■ GIVEN RECORDS
=====

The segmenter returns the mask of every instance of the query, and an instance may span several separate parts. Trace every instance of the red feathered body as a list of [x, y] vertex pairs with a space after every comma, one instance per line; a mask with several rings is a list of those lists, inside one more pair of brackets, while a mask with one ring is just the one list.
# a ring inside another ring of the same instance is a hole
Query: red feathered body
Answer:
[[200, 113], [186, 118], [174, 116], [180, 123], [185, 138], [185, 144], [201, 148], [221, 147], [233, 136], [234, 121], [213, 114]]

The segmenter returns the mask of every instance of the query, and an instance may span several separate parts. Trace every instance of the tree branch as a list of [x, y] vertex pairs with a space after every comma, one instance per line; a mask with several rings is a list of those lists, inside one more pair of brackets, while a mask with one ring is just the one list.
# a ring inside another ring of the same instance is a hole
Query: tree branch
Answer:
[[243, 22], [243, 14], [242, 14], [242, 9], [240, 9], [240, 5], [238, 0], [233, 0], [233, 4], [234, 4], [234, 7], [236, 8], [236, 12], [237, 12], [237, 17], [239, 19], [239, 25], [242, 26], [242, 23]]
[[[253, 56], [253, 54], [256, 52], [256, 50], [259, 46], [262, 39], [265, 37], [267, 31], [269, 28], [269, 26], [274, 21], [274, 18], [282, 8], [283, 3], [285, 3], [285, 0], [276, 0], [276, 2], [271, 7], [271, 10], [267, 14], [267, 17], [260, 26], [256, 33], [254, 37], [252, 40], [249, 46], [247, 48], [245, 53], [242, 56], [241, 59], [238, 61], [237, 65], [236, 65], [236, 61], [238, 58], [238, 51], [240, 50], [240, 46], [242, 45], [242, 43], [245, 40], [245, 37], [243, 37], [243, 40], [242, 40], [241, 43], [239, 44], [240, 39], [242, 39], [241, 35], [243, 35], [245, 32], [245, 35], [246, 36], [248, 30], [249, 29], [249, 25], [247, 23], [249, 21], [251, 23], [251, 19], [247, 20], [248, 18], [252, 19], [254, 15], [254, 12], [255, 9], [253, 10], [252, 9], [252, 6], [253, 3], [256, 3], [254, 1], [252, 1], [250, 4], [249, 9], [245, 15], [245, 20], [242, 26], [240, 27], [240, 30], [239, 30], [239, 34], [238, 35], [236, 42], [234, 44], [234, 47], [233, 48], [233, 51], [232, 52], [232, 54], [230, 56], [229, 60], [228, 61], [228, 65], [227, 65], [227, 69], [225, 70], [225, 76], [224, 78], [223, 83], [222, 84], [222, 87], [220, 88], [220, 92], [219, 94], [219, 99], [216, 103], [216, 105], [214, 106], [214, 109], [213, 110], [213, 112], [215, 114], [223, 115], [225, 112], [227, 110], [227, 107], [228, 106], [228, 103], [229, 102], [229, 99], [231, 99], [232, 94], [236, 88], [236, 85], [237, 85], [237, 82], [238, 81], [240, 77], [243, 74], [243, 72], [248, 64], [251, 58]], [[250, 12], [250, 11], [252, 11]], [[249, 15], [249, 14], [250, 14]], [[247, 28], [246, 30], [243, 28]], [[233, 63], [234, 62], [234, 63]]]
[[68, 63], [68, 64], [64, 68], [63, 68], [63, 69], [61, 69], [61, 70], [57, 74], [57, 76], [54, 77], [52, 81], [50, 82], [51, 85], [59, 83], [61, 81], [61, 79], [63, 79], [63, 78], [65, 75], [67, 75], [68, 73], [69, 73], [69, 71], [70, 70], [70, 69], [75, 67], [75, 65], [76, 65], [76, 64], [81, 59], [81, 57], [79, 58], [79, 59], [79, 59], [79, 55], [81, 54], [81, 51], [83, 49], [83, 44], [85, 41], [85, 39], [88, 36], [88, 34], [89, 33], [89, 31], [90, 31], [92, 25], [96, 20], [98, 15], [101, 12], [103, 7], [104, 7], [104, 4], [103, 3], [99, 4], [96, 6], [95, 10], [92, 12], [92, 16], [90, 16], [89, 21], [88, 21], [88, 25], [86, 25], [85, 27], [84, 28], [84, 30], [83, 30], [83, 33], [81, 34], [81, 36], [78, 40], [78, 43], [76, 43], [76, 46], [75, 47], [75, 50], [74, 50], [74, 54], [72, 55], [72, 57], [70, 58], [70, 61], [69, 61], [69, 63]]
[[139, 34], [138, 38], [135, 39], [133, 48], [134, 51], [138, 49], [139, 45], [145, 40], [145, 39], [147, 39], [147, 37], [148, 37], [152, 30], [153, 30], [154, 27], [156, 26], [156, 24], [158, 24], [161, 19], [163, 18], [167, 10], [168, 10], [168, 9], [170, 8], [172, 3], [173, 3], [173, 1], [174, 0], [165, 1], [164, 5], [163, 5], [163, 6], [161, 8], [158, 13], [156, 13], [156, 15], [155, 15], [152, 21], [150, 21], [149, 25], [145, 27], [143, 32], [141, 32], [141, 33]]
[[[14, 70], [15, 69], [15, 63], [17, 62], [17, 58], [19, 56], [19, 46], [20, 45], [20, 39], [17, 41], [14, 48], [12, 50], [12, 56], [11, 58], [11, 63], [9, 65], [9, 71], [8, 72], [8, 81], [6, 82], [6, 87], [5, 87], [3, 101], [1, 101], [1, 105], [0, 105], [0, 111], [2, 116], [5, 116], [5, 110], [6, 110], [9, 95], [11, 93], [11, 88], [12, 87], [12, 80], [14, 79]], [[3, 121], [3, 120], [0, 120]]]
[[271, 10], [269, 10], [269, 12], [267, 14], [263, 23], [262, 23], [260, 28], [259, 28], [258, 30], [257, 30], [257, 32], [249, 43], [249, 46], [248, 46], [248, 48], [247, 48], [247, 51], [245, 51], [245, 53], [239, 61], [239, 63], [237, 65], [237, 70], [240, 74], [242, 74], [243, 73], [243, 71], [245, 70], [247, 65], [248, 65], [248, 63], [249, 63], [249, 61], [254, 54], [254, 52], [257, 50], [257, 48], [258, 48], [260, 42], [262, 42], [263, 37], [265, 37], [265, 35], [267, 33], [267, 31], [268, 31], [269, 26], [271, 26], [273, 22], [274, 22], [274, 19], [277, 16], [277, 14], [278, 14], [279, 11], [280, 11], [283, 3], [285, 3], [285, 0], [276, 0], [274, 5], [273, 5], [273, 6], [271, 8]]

=====

■ WHAT THE TASK ASKS
Can you reproduce all of the material above character for character, with no changes?

■ COMPLETED EXERCISE
The segmenter returns the mask of every instance of the query, and an instance may span several separate parts. Trace every instance of the red feathered body as a list of [x, y] vertex pairs with a space after every comma, one instance per line; a mask with several rings is a list of those lists, inside one more pair of brackets, while a mask with one ring is just the one list.
# a ring inside another ring of the same instance is a hole
Query: red feathered body
Answer:
[[200, 113], [186, 118], [174, 116], [180, 123], [185, 138], [185, 144], [201, 148], [221, 147], [233, 136], [234, 121], [213, 114]]

The segmenter returns the mask of every instance of the query, and an instance may span several separate parts. Trace every instance of the tree branch as a list of [x, y] vertex pairs with a space after every comma, one instance per line; a mask with several rings is a list of those lists, inside one more pair of brackets, while a mask with one ring is just the one list.
# a ring inside another ring of the same instance is a hole
Query: tree branch
Answer:
[[243, 22], [243, 14], [242, 14], [242, 9], [240, 9], [240, 5], [238, 0], [233, 0], [233, 4], [234, 4], [234, 7], [236, 8], [236, 12], [237, 12], [237, 17], [239, 19], [239, 25], [242, 26], [242, 23]]
[[[253, 56], [253, 54], [256, 52], [256, 50], [259, 46], [262, 39], [265, 37], [267, 31], [269, 28], [269, 26], [274, 21], [274, 18], [282, 8], [283, 3], [285, 3], [285, 0], [276, 0], [276, 2], [271, 7], [271, 10], [267, 14], [267, 17], [260, 26], [256, 33], [254, 37], [252, 40], [249, 46], [247, 48], [245, 53], [242, 56], [241, 59], [238, 61], [237, 65], [236, 65], [236, 61], [238, 58], [238, 51], [240, 50], [240, 46], [242, 45], [242, 43], [245, 40], [245, 37], [243, 37], [243, 40], [242, 40], [241, 43], [239, 44], [240, 39], [242, 39], [241, 35], [243, 35], [245, 32], [245, 35], [246, 36], [248, 30], [249, 29], [249, 25], [247, 23], [249, 21], [251, 23], [251, 19], [247, 20], [248, 18], [252, 19], [254, 15], [254, 12], [255, 9], [253, 10], [252, 9], [252, 6], [253, 3], [256, 3], [254, 1], [252, 1], [250, 4], [249, 9], [245, 15], [245, 20], [242, 26], [240, 27], [240, 30], [239, 30], [239, 34], [238, 35], [236, 42], [234, 44], [234, 47], [233, 48], [233, 51], [232, 52], [232, 54], [230, 56], [229, 60], [228, 61], [228, 65], [227, 65], [227, 69], [225, 70], [225, 76], [224, 78], [223, 83], [222, 84], [222, 87], [220, 88], [220, 92], [219, 94], [219, 99], [216, 103], [216, 105], [214, 106], [214, 109], [213, 110], [213, 112], [215, 114], [223, 115], [225, 112], [227, 110], [227, 107], [228, 106], [228, 103], [229, 102], [229, 99], [231, 99], [232, 94], [236, 88], [236, 85], [237, 85], [237, 82], [238, 81], [240, 77], [243, 74], [243, 72], [248, 64], [251, 58]], [[250, 12], [250, 11], [252, 11]], [[249, 15], [249, 14], [250, 14]], [[247, 28], [246, 30], [243, 28]], [[233, 63], [234, 62], [234, 63]]]
[[68, 63], [68, 64], [64, 68], [63, 68], [63, 69], [61, 69], [61, 70], [57, 74], [57, 76], [54, 77], [52, 81], [50, 82], [51, 85], [59, 83], [61, 81], [61, 79], [63, 79], [63, 78], [65, 75], [67, 75], [68, 73], [69, 73], [69, 71], [70, 70], [70, 69], [75, 67], [75, 65], [76, 65], [76, 64], [81, 59], [81, 57], [79, 58], [79, 59], [79, 59], [79, 55], [81, 54], [81, 51], [83, 49], [83, 44], [85, 41], [85, 39], [88, 36], [88, 34], [89, 33], [89, 31], [90, 31], [92, 25], [96, 20], [98, 15], [101, 12], [103, 7], [104, 7], [104, 4], [103, 3], [99, 4], [96, 6], [95, 10], [92, 12], [92, 16], [90, 16], [89, 21], [88, 21], [88, 25], [86, 25], [85, 27], [84, 28], [84, 30], [83, 30], [83, 33], [81, 34], [81, 36], [78, 40], [78, 43], [76, 43], [76, 46], [75, 47], [75, 50], [74, 50], [74, 54], [72, 55], [72, 57], [70, 58], [70, 61], [69, 61], [69, 63]]
[[139, 34], [138, 38], [135, 39], [133, 48], [134, 51], [138, 49], [139, 45], [145, 40], [145, 39], [147, 39], [147, 37], [148, 37], [152, 30], [153, 30], [154, 27], [156, 26], [156, 24], [158, 24], [161, 19], [163, 18], [167, 10], [168, 10], [168, 9], [170, 8], [172, 3], [173, 3], [173, 1], [174, 0], [165, 1], [164, 5], [163, 5], [163, 6], [161, 8], [158, 13], [156, 13], [156, 15], [155, 15], [152, 21], [150, 21], [149, 25], [145, 27], [143, 32], [141, 32], [141, 33]]
[[[14, 70], [15, 69], [15, 63], [17, 62], [17, 58], [19, 56], [19, 46], [20, 45], [20, 39], [17, 41], [14, 48], [12, 50], [12, 56], [11, 58], [11, 63], [9, 65], [9, 71], [8, 72], [8, 81], [6, 82], [6, 87], [5, 87], [3, 101], [1, 101], [1, 105], [0, 105], [0, 111], [2, 116], [5, 116], [5, 110], [6, 110], [9, 95], [11, 93], [11, 88], [12, 87], [12, 80], [14, 79]], [[3, 121], [3, 120], [0, 120]]]
[[271, 10], [269, 10], [269, 12], [267, 14], [263, 23], [262, 23], [260, 28], [259, 28], [258, 30], [257, 30], [257, 32], [249, 43], [249, 46], [248, 46], [248, 48], [247, 48], [247, 51], [245, 51], [245, 53], [239, 61], [239, 63], [237, 65], [237, 70], [240, 74], [242, 74], [243, 73], [243, 71], [245, 70], [247, 65], [248, 65], [248, 63], [249, 63], [249, 61], [254, 54], [254, 52], [257, 50], [257, 48], [258, 48], [260, 42], [262, 42], [263, 37], [265, 37], [265, 35], [267, 33], [267, 31], [268, 31], [269, 26], [271, 26], [273, 22], [274, 22], [274, 19], [277, 16], [277, 14], [278, 14], [279, 11], [280, 11], [283, 3], [285, 3], [285, 0], [276, 0], [274, 5], [273, 5], [273, 6], [271, 8]]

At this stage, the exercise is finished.